__EXERCISE INSTRUCTIONS__
Within the data that follows, set down exactly the lines from the one containing "Target: patch of grass" through the one containing "Report one point per instance of the car side", both ends included.

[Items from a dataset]
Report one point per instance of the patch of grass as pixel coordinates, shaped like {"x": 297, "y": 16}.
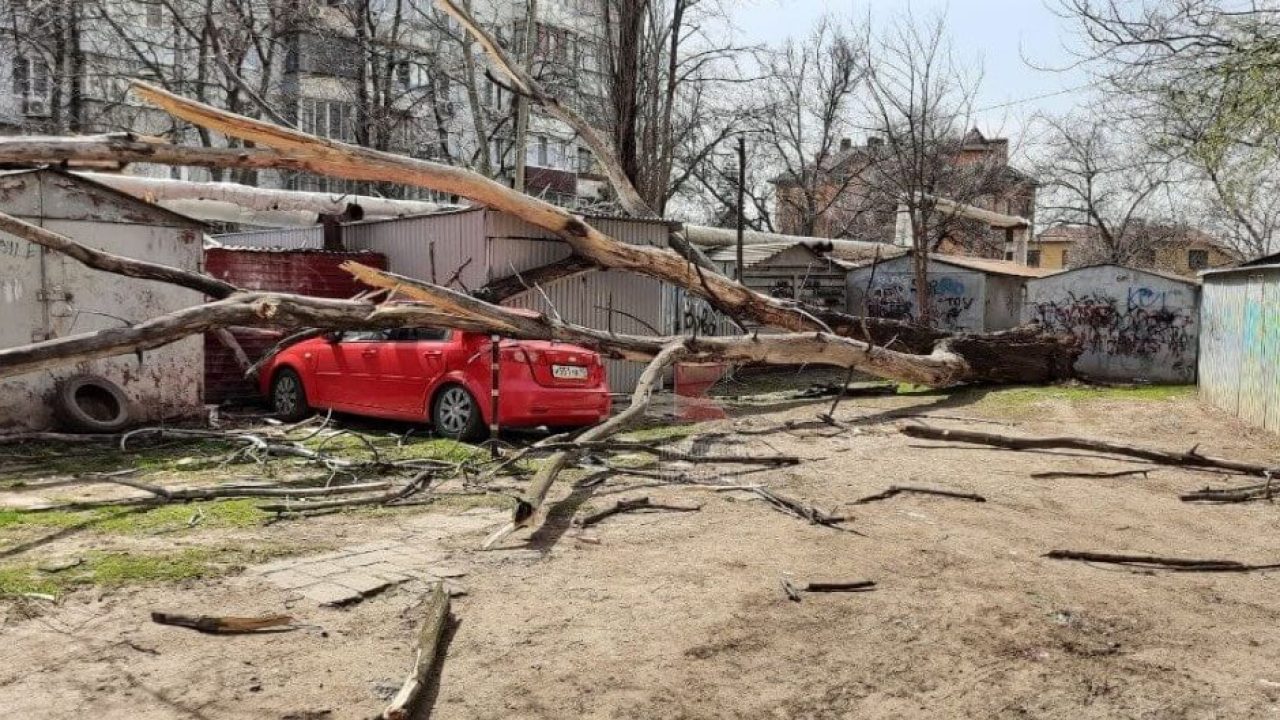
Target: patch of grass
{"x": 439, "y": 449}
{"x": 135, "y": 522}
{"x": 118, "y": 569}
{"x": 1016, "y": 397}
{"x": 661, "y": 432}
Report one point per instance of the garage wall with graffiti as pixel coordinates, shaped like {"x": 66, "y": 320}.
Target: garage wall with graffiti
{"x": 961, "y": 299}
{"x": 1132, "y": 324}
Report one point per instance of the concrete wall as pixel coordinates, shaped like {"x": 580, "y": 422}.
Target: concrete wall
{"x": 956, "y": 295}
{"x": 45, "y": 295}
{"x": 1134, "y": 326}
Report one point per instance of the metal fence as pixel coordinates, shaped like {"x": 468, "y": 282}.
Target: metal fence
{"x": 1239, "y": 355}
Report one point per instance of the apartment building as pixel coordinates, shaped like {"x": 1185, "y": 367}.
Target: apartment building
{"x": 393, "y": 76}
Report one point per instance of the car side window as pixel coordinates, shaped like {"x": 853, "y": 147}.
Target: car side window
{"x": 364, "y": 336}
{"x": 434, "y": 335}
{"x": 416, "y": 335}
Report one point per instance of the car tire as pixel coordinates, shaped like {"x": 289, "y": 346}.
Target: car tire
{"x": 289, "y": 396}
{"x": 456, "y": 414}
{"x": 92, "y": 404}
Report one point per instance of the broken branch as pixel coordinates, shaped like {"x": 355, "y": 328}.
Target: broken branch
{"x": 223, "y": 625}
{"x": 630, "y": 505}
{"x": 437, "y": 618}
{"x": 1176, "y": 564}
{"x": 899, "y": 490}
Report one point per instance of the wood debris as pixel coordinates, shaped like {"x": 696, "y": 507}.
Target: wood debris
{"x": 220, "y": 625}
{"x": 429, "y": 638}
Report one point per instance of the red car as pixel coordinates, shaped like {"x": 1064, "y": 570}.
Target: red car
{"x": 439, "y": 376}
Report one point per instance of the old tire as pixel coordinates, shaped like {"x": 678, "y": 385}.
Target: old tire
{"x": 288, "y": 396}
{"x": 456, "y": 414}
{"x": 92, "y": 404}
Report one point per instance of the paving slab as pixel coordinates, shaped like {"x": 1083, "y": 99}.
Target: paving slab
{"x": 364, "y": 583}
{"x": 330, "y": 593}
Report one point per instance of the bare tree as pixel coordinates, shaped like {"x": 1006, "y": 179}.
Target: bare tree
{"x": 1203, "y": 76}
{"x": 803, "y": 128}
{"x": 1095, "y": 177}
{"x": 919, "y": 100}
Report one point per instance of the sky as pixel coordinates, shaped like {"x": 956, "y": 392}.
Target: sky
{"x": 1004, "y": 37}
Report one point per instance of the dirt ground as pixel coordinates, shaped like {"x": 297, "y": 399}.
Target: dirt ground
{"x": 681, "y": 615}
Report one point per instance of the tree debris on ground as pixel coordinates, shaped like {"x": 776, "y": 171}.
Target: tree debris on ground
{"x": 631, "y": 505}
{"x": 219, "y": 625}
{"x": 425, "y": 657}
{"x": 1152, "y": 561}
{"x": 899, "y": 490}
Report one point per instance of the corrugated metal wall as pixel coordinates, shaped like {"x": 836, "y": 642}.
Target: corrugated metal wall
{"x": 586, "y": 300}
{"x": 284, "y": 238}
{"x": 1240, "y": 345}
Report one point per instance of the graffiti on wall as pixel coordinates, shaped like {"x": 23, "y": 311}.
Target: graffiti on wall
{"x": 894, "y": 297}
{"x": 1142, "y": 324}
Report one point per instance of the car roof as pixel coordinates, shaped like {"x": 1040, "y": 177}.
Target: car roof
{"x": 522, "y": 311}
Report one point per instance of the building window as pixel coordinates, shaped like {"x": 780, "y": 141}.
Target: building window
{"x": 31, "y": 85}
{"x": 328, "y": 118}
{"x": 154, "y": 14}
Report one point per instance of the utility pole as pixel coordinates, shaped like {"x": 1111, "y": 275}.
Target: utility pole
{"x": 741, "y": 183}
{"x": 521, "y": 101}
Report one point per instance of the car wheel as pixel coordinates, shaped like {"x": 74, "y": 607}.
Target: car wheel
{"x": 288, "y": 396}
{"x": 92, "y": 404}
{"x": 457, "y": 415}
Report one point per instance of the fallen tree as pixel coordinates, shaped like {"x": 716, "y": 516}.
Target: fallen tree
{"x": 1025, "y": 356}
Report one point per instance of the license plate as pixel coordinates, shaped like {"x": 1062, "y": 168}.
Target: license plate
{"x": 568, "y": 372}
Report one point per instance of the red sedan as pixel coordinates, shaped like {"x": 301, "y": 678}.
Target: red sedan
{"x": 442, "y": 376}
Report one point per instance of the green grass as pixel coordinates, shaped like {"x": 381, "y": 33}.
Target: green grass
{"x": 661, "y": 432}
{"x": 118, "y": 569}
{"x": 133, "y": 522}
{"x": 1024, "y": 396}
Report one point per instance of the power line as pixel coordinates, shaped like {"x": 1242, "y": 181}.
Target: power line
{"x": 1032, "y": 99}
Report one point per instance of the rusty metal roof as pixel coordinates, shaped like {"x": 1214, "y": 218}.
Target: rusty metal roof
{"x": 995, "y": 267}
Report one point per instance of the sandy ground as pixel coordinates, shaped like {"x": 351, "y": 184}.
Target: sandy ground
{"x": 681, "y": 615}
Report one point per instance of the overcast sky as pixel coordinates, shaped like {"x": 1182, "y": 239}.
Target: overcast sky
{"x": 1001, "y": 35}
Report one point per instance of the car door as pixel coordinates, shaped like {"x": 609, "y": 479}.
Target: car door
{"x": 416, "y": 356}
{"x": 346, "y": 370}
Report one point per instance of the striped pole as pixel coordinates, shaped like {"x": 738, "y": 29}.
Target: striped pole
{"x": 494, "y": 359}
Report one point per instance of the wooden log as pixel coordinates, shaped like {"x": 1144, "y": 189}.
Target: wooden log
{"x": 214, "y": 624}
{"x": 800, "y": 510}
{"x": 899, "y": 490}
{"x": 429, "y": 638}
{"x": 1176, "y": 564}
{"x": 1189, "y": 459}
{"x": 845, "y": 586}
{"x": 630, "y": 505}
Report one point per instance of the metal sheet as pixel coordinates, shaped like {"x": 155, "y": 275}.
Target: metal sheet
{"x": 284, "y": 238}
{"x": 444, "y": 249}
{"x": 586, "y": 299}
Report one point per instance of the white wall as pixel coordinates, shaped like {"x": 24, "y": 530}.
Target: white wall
* * *
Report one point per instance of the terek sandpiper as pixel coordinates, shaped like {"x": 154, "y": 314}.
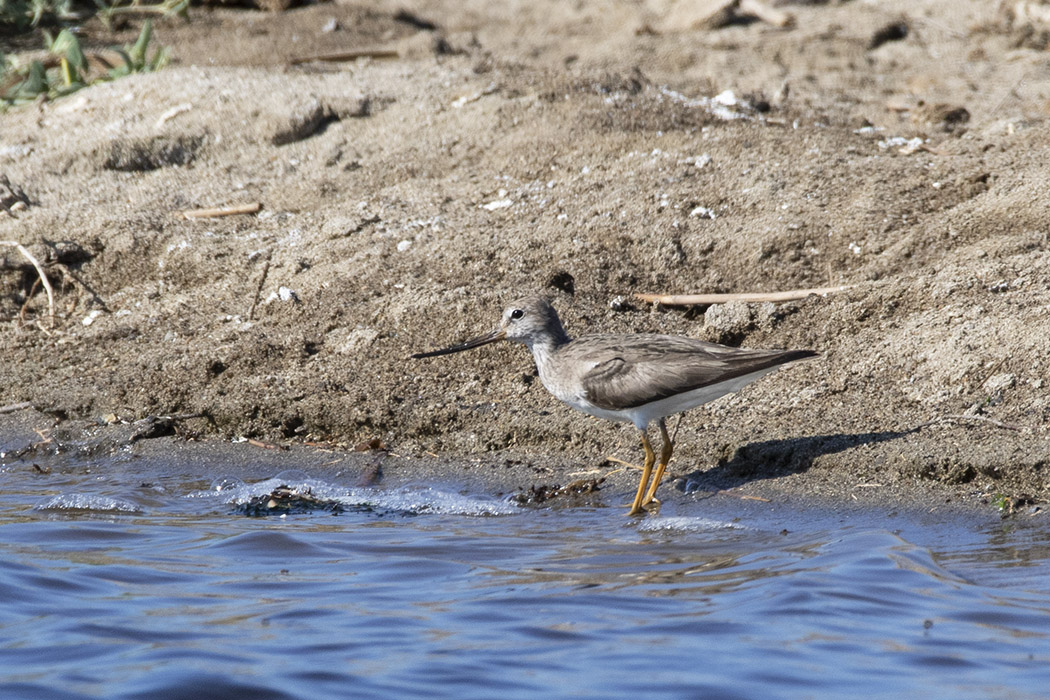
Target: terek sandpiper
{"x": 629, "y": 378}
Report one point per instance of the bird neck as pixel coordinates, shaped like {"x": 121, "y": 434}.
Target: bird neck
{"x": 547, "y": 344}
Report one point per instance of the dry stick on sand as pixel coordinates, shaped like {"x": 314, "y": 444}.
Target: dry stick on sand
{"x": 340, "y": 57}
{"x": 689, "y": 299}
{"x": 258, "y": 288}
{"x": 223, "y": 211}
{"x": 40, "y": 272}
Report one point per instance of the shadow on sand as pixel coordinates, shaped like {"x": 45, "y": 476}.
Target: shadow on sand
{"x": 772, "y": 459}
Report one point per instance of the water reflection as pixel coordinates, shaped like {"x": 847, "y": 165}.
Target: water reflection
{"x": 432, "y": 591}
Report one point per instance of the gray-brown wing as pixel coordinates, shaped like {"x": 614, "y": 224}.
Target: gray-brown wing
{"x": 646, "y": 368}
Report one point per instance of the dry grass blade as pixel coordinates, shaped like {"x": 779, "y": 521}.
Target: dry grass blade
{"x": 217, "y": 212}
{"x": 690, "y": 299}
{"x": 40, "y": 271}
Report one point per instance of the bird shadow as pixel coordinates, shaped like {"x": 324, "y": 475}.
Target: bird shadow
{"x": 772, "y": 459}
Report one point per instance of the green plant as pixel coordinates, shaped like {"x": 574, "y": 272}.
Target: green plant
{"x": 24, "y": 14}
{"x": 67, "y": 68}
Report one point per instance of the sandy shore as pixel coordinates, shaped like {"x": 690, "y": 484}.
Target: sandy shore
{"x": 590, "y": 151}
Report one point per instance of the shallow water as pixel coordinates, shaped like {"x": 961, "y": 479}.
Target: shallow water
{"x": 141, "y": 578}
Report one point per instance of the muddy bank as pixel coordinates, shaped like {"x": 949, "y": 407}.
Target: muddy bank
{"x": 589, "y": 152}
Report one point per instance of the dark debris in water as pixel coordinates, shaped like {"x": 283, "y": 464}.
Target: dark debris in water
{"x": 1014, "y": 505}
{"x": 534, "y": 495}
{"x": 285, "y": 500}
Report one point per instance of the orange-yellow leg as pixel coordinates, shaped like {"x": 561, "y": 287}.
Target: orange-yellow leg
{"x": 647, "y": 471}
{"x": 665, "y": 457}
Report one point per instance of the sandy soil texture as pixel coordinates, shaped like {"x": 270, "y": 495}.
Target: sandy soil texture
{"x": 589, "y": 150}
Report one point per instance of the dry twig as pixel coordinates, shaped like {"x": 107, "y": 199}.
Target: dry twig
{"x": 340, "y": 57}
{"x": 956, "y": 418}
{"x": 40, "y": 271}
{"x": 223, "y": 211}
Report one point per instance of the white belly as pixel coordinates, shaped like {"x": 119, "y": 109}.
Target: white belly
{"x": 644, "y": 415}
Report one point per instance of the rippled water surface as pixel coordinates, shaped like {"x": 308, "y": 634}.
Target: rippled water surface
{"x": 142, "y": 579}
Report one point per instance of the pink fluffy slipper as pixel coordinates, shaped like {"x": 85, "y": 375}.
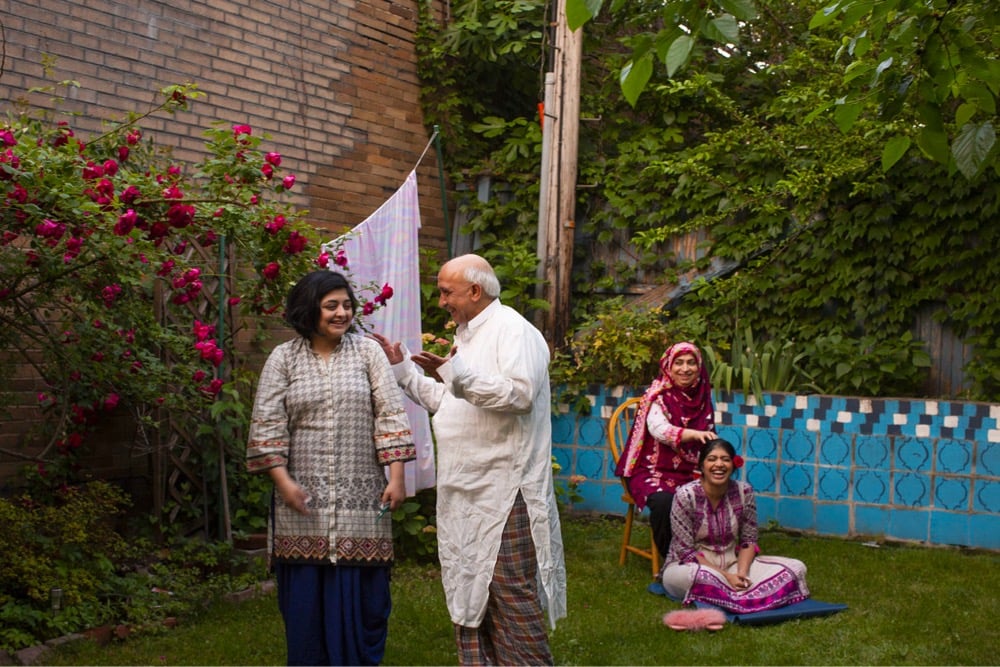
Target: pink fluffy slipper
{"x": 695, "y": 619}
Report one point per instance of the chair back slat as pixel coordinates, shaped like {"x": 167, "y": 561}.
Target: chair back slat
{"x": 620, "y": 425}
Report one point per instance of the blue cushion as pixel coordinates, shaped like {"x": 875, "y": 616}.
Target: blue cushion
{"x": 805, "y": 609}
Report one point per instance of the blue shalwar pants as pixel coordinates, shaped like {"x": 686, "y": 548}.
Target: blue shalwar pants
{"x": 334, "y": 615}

__RESULT BELOW__
Target: patch of grass
{"x": 439, "y": 449}
{"x": 135, "y": 522}
{"x": 118, "y": 569}
{"x": 1016, "y": 397}
{"x": 661, "y": 432}
Report one point per instance of the garage wall with graffiti as pixel coordinates, shaped like {"x": 66, "y": 320}.
Target: garage wall with graffiti
{"x": 961, "y": 299}
{"x": 1132, "y": 324}
Report one point per instance of the concrete wall as pixel coordinates, shaped like {"x": 580, "y": 422}.
Target: concrete wall
{"x": 956, "y": 295}
{"x": 45, "y": 295}
{"x": 1134, "y": 326}
Report one point per instance of the metal fence as pixel coordinates, shaped like {"x": 468, "y": 282}.
Target: metal fence
{"x": 1239, "y": 355}
Report one point per instance of the apartment building as pixel coordinates, shaped like {"x": 1185, "y": 367}.
Target: apartment building
{"x": 393, "y": 76}
Report one point per instance of the car side window as pixel coordinates, shaped like {"x": 853, "y": 147}.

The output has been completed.